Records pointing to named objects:
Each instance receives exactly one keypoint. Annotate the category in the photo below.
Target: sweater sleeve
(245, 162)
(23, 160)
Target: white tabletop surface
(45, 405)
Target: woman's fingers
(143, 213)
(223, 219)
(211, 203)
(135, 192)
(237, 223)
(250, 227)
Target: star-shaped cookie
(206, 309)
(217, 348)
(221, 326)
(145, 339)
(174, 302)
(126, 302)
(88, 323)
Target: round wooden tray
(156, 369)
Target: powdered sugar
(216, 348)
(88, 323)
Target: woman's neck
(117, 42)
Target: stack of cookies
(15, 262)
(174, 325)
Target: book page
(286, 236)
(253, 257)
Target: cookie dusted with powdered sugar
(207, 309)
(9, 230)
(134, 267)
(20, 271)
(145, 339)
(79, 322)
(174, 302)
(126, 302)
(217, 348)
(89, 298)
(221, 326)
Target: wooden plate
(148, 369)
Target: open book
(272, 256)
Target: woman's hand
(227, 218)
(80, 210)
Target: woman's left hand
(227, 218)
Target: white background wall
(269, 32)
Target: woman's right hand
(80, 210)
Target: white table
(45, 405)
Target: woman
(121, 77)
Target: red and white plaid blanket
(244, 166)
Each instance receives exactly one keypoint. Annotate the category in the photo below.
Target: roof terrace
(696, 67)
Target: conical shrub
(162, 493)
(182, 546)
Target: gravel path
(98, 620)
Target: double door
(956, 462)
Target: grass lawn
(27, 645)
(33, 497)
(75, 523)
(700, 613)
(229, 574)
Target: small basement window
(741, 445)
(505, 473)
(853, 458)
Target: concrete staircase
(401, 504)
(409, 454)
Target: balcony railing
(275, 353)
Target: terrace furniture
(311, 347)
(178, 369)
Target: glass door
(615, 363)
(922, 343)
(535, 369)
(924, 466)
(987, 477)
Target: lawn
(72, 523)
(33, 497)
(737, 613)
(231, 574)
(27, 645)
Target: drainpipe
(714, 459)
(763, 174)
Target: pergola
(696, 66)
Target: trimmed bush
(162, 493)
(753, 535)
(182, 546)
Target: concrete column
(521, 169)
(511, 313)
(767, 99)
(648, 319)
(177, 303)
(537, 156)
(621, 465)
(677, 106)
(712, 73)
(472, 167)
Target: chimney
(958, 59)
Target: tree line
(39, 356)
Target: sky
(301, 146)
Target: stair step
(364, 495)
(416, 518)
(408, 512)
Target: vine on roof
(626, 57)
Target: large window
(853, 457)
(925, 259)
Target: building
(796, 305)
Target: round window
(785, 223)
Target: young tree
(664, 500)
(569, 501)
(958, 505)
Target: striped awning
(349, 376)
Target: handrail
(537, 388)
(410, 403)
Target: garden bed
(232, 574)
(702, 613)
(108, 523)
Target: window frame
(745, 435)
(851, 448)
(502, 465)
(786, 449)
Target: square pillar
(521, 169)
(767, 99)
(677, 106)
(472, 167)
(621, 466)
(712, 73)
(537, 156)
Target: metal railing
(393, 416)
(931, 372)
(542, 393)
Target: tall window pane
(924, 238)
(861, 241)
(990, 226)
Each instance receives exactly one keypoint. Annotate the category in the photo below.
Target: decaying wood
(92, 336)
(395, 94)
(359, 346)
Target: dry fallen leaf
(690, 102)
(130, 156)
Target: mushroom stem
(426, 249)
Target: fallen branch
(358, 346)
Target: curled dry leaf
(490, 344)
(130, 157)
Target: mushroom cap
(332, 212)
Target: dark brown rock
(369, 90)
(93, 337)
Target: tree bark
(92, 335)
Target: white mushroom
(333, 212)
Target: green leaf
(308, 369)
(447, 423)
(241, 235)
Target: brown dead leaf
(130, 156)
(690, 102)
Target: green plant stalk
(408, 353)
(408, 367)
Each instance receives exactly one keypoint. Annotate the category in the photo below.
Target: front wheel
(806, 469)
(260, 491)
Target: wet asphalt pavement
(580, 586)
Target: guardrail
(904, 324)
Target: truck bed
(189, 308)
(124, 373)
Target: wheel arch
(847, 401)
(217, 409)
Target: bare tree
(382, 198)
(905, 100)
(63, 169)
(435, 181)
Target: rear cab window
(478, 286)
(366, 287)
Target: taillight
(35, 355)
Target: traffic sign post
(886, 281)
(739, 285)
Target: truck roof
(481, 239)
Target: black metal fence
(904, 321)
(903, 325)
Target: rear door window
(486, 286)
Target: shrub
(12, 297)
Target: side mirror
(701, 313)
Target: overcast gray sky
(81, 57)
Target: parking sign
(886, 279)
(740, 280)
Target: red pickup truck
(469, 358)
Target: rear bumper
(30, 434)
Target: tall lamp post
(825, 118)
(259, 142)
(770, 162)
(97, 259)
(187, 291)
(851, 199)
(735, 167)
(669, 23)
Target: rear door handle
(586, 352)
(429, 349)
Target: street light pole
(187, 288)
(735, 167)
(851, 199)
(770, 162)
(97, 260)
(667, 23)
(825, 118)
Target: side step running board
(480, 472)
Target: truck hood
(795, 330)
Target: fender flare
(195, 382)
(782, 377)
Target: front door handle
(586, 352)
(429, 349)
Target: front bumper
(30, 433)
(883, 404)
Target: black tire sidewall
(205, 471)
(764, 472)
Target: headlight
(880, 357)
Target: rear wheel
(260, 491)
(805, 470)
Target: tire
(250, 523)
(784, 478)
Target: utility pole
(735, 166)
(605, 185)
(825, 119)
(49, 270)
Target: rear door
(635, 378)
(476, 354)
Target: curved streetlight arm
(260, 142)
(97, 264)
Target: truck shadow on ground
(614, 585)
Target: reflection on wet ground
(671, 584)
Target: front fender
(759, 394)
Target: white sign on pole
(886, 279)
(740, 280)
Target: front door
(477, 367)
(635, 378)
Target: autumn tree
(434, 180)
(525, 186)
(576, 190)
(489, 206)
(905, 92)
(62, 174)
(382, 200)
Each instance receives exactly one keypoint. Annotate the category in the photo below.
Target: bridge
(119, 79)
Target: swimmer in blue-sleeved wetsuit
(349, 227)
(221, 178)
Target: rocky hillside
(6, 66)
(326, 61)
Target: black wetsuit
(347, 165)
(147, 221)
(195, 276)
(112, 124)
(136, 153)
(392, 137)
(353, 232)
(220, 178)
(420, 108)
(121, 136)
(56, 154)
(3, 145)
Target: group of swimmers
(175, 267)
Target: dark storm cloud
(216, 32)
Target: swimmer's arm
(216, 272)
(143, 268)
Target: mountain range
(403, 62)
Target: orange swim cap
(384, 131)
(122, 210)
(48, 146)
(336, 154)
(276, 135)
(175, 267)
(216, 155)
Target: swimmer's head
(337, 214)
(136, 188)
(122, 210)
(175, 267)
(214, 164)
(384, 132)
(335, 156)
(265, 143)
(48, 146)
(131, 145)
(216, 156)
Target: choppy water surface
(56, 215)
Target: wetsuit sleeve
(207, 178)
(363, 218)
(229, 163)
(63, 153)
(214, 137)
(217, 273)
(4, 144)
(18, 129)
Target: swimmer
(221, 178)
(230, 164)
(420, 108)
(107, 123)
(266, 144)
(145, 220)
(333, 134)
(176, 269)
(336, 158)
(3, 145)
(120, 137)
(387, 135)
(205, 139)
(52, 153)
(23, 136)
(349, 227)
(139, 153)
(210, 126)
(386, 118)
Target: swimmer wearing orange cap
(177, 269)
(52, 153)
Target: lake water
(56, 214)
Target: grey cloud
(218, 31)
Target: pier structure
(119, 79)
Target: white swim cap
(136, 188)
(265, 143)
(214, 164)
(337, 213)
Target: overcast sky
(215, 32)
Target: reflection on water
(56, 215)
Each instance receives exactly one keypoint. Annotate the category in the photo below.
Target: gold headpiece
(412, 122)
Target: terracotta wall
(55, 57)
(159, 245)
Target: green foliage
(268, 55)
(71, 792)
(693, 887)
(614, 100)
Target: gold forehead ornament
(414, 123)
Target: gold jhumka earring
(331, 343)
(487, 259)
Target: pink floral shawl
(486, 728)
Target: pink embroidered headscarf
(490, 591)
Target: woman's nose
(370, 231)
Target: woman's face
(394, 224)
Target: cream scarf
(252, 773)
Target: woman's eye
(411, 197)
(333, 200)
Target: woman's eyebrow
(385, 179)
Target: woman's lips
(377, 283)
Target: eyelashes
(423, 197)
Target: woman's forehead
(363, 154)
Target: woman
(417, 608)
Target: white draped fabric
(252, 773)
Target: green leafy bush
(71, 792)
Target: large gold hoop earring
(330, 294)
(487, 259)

**GIVEN REQUEST:**
Can you recast the stretch from the line containing "Target: reflection on water" through the final line as a numbered list, leaving out any blank lines?

**TASK SOLUTION:**
1. Target: reflection on water
2. (56, 215)
3. Each instance receives exactly one keypoint. Annotate the category in the photo below.
4. Target: gold headpiece
5. (412, 122)
6. Target: terracotta wall
7. (55, 57)
8. (159, 245)
9. Target: green foliage
10. (268, 55)
11. (71, 792)
12. (693, 887)
13. (614, 100)
14. Target: gold forehead ornament
15. (414, 123)
16. Target: gold jhumka earring
17. (331, 343)
18. (487, 259)
19. Target: pink floral shawl
20. (486, 728)
21. Target: pink embroidered headscarf
22. (490, 591)
23. Target: woman's nose
24. (370, 231)
25. Target: woman's face
26. (394, 224)
27. Target: cream scarf
28. (252, 773)
29. Target: woman's eye
30. (411, 197)
31. (333, 200)
32. Target: woman's eyebrow
33. (385, 179)
34. Target: woman's lips
35. (377, 283)
36. Target: eyelashes
37. (423, 197)
38. Target: woman's forehead
39. (363, 154)
40. Target: woman
41. (417, 608)
42. Target: white draped fabric
43. (252, 773)
44. Target: green leafy bush
45. (71, 792)
46. Target: large gold hoop earring
47. (330, 294)
48. (487, 259)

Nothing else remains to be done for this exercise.